Ki Bambang Djojo Atmodjo bersama Andy F. Noya di acara PeSOnas
Seide.id – Eksistensi musik tradisional belakangan ini makin redup. Karena dampak globalisasi yang memberi ruang bagi budaya luar negeri masuk ke Indonesia.
Padahal, kesadaran untuk melestarikan musik tradisional sebagai warisan budaya itu sangat dibutuhkan.
Seni karawitan merupakan sebuah seni musik tradisional yang eksis di luar negeri seperti Amerika Serikat dan Inggris. Sayangnya, kurang mendapat perhatian di mata generasi muda masa kini.
Keberadaan ahli karawitan diperlukan untuk mendidik dan menghasilkan calon-calon pengrawi /niyaga yang diharapkan bisa melestarikan seni karawitan di Indonesia.
Permasalahan yang dihadapi saat ini adalah jumlah ahli karawitan yang mengalami kelangkaan.
Hal ini disebabkan oleh sedikitnya kuantitas ahli karawitan, jika dibandingkan dengan jumlah keseluruhan penduduk di Jawa
Sebagai contoh di Kudus. Ki Bambang Djojo Atmodjo adalah
maestro yang aktif melatih generasi muda untuk belajar seni karawitan.
Ia yang akrab disapa Bambang (60) ini mulai aktif mengembangkan kebudayaan di Kudus sejak 1980-an hingga saat ini.
Kepiawaiannya dalam dunia karawitan atau gamelan tidak diragukan lagi. Hampir semua sekolah di Kudus yang memiliki kegiatan ekstrakulikuler karawitan menunjuknya sebagai pelatih.
Belum lama ini, Ki Bambang Djojo Atmodjo terpilih menjadi pelatih karawitan bagi anak berkebutuhan khusus pada ajang PeSOnas di Semarang (4/7/2022), sebagai perwakilan SLB dari Kudus.
Alasan terpilihnya Ki Bambang Djojo Atmodjo sebagai pelatih karawitan dengan peserta anak berkebutuhan khusus yakni karena ia satu-satunya maestro karawitan yang memiliki kapasitas dan jam terbang tinggi dalam mengajar.

- - - - - - -

**SOAL A:**
Menurut teks tentang karawitan, sejak kapan Ki Bambang aktif mengembangkan kebudayaan di Kudus?
**SOAL B:**
Salin persis bagian teks tentang karawitan yang dimulai dari "Padahal, kesadaran untuk" dan berakhir di "muda masa kini.".
Bahan di bawah ini tidak ada hubungannya dengan teks tentang karawitan.

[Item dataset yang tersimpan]
- - - - - - -

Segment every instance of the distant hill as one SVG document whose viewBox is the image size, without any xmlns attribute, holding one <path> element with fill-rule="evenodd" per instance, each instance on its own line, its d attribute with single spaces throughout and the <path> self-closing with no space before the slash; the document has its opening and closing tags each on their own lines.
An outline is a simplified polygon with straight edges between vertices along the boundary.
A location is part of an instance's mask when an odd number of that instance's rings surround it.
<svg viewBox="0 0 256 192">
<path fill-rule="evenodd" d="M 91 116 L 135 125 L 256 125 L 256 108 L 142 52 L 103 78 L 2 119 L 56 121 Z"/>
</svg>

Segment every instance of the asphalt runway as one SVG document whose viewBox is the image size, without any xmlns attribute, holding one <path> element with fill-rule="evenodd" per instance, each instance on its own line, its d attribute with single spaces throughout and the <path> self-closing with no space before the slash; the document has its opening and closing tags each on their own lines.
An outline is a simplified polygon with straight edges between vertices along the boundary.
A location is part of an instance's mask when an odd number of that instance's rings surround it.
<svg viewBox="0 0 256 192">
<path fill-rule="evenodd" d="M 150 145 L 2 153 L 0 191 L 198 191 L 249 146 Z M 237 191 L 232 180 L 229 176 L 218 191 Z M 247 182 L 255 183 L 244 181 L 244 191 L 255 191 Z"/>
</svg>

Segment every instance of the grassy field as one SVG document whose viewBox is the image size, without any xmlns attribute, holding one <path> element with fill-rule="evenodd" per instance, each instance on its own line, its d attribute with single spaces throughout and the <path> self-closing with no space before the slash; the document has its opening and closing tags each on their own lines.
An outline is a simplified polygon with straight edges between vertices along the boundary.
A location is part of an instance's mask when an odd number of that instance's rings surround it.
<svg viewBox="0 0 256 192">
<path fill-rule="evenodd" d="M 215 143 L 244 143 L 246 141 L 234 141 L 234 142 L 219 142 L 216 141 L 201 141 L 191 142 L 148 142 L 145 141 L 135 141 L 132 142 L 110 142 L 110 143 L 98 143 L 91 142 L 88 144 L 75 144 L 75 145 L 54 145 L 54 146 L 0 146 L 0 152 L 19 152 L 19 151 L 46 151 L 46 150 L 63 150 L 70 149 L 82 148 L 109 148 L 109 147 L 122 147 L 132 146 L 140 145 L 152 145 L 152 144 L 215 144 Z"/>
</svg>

- - - - - - -

**JAWABAN YANG DIHARAPKAN A:**
Sejak 1980-an hingga saat ini.

**JAWABAN YANG DIHARAPKAN B:**
Padahal, kesadaran untuk melestarikan musik tradisional sebagai warisan budaya itu sangat dibutuhkan.
Seni karawitan merupakan sebuah seni musik tradisional yang eksis di luar negeri seperti Amerika Serikat dan Inggris. Sayangnya, kurang mendapat perhatian di mata generasi muda masa kini.